Provided records Start Marker

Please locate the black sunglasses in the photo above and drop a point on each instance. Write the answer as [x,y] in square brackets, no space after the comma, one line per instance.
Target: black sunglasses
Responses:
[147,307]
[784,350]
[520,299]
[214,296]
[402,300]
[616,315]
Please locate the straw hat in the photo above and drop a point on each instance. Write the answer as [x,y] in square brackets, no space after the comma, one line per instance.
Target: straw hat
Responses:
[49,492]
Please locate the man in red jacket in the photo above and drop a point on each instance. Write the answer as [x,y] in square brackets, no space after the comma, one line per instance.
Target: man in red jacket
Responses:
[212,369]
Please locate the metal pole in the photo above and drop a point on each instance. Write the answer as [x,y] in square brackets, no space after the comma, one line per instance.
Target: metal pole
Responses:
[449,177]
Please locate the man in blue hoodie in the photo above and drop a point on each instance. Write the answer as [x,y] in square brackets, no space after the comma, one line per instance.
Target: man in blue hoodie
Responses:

Provided records End Marker

**About this exercise:** Wherever a line in the records contains the word "blue", copy that line.

**Written response:**
Please locate the man in blue hoodie in the photo above and drop a point on each instance. Write the answer as [x,y] in square brackets, no space after the comma, one line per instance.
Target: man in blue hoodie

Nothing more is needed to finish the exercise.